▸ Página:
* * *
Junto com o Estudo, foi publicado também um documento síntese, onde se encontram suas principais conclusões e também algumas reflexões e informações que não fazem parte do documento principal.

Mesmo passados já alguns anos desde sua publicação, as informações apresentadas no Estudo sobre a Cadeia de Alimentos continuam válidas por mostrarem características marcantes do sistema alimentar brasileiro e algumas tendências de modificação – muitas das quais, infelizmente, são aspectos negativos se aprofundando.

novas projeções do agronegócio

Já falamos neste blogue sobre o relatório Projeções do Agronegócio, publicado anualmente pelo Ministério da Agricultura e Pecuária. Trata-se de um entre muitos estudos que olham para a agricultura quase que exclusivamente sob a perspectiva dos negócios e do mercado. Em certos trechos do documento, a produção de alimentos parece ser abordada como um mero subproduto desejável da atividade agrícola.

Voltamos agora a esse documento com uma perspectiva comparativa entre o último relatório publicado até a presente data (Projeções do Agronegócio 2022/23 a 2032/33) e o relatório anteriormente analisado aqui (Projeções do Agronegócio 2020/21 a 2030/31). A partir daqui, vamos nos referir ao documento de 2020/2021 como ‘relatório anterior’, ainda que ele não seja o imediatamente anterior (houve também relatório em 2021/2022).

Daqui a dez anos, o arroz terá menos da metade da área de cultivo que tem hoje: passa dos 1.469 mil hectares no ano safra 2022/2023 para 489 mil hectares em 2032/2033, uma perda de 66,7%. No caso do feijão, a perda estimada é menor mas, ainda assim, é de mais de um terço: dos 2.742 mil hectares dedicados a essa cultura em 2022/2023, passará a ter 1.749 mil hectares em 2032/2033, portanto perdendo 36,2% da área que tem hoje.
* * *
▸ Material fornecido:
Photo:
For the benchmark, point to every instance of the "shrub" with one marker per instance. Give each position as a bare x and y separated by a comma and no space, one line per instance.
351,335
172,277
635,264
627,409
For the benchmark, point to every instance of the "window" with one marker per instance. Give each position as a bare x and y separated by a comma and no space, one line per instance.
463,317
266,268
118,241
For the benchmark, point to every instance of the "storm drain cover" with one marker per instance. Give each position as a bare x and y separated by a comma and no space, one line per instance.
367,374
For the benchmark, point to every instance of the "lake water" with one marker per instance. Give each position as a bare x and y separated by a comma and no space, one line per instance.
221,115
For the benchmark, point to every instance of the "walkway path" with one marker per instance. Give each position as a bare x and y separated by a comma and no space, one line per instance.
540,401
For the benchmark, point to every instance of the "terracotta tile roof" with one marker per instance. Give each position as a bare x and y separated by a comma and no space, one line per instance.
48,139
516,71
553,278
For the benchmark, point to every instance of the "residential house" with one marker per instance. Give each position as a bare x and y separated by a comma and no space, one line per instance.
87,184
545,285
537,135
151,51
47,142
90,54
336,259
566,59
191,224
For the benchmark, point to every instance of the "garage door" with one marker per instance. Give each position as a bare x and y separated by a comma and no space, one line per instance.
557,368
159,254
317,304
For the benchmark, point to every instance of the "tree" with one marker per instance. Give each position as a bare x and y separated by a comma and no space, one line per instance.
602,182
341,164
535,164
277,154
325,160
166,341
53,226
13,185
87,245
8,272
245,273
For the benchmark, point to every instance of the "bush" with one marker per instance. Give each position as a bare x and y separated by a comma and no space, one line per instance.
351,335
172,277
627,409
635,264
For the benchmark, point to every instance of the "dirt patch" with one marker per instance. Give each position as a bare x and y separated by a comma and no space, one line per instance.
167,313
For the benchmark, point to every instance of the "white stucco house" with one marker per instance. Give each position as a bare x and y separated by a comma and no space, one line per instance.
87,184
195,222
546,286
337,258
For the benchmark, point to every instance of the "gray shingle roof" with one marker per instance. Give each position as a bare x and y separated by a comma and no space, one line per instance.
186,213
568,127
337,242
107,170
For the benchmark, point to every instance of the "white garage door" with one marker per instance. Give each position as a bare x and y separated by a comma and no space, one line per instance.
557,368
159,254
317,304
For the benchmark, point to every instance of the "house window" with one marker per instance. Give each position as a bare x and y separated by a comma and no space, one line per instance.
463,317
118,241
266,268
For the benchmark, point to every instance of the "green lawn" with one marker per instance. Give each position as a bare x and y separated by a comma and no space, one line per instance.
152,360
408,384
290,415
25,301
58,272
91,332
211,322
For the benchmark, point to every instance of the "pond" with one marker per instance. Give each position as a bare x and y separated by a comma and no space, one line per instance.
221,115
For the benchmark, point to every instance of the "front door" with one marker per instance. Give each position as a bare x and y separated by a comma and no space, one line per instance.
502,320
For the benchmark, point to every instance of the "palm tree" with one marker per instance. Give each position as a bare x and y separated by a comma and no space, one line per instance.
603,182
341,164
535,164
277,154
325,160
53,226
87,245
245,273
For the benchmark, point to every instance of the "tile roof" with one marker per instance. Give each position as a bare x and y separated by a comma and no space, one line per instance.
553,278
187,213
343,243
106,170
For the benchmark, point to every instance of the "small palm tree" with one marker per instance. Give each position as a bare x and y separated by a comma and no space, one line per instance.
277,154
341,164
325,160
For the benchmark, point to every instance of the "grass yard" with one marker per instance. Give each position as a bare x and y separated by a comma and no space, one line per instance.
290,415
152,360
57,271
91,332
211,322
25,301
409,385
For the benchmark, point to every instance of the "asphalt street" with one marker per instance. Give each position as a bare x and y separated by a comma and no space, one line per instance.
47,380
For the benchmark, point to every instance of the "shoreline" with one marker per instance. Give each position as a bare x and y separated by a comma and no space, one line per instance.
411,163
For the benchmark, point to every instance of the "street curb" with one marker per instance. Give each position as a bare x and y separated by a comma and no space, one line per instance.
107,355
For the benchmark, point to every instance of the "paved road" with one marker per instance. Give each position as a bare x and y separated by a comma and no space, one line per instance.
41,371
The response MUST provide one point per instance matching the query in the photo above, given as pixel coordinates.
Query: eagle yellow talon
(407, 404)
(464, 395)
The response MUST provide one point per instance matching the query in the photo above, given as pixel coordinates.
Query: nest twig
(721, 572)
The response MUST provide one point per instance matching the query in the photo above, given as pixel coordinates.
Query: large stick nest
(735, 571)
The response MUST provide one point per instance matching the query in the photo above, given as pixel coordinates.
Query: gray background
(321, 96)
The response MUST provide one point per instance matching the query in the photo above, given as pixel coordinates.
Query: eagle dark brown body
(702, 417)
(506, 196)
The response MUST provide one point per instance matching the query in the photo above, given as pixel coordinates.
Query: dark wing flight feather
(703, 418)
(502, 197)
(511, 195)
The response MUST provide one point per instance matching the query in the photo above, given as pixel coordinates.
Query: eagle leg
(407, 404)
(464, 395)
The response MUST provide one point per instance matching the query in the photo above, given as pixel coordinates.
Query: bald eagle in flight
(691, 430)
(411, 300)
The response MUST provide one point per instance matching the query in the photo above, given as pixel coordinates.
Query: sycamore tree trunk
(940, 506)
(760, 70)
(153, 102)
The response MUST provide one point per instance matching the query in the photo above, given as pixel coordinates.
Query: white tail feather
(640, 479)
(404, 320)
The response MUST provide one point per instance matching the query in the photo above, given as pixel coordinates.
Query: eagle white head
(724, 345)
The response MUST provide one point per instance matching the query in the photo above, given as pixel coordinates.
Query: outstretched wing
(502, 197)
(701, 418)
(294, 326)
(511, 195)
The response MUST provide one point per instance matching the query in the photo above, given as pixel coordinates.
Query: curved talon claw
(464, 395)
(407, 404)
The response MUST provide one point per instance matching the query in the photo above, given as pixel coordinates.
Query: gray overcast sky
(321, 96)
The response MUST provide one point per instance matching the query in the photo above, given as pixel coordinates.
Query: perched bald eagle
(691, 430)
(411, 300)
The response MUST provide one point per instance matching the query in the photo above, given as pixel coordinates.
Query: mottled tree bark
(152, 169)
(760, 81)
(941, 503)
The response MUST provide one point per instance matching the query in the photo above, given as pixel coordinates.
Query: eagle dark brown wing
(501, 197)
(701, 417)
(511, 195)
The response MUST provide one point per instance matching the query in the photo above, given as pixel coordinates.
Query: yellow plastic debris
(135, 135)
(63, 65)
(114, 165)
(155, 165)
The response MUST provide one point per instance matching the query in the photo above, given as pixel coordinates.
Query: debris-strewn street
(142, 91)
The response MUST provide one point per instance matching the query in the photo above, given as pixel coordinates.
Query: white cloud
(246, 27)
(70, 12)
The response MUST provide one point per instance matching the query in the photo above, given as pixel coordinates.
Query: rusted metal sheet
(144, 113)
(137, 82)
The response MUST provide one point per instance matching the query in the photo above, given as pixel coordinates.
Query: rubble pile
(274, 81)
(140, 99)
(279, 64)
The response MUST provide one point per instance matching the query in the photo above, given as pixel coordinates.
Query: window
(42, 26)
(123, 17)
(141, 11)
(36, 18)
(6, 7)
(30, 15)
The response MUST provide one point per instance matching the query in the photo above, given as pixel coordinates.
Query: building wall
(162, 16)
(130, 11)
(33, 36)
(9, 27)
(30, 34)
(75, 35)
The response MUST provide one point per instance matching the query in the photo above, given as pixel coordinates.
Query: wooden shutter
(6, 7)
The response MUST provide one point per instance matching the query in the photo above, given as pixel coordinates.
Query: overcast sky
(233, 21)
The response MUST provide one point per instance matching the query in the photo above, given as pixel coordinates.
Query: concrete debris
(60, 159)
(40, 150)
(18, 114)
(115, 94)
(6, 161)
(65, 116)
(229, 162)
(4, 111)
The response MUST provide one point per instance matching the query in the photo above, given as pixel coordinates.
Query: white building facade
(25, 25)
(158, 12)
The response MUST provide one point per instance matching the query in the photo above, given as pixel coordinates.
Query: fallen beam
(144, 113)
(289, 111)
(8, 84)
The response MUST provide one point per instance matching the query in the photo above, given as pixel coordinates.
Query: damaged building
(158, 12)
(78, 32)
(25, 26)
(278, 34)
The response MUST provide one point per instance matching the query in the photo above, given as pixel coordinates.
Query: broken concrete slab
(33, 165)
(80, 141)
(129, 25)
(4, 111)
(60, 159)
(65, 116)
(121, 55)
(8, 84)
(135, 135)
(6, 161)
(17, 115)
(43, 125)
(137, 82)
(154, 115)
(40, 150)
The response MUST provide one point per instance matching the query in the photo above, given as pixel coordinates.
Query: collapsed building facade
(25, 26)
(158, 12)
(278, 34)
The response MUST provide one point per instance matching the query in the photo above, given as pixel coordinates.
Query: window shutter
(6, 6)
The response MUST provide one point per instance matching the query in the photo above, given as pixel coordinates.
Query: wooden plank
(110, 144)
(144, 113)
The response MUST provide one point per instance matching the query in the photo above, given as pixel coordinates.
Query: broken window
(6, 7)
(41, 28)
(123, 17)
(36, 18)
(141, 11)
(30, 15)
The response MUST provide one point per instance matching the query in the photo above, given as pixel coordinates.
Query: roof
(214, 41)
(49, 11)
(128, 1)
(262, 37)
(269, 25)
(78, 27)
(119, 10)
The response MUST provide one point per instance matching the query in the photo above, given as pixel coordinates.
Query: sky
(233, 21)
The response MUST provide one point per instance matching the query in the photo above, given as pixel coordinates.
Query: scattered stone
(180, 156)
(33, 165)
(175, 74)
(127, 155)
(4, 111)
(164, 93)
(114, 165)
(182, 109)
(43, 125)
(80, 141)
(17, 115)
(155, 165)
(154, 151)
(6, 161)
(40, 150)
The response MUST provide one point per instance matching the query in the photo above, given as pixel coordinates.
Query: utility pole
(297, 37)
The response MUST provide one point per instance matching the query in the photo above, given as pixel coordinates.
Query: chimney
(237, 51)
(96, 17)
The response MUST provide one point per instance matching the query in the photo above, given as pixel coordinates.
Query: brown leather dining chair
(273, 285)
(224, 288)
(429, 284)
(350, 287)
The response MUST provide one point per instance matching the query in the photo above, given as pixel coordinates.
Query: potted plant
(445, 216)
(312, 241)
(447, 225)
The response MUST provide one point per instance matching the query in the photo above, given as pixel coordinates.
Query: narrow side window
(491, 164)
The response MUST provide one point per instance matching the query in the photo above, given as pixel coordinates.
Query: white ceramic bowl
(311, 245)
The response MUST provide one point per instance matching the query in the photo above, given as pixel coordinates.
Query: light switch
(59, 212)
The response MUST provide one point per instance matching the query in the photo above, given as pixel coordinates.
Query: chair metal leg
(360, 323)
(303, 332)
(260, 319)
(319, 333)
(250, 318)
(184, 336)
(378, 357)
* * *
▸ Descrição da tarefa: Transcreva do texto sobre as projeções do agronegócio o trecho que começa em "Junto com o" e termina em "negativos se aprofundando.". O material não é necessário para a resolução.

▸ Resposta:
Junto com o Estudo, foi publicado também um documento síntese, onde se encontram suas principais conclusões e também algumas reflexões e informações que não fazem parte do documento principal.

Mesmo passados já alguns anos desde sua publicação, as informações apresentadas no Estudo sobre a Cadeia de Alimentos continuam válidas por mostrarem características marcantes do sistema alimentar brasileiro e algumas tendências de modificação – muitas das quais, infelizmente, são aspectos negativos se aprofundando.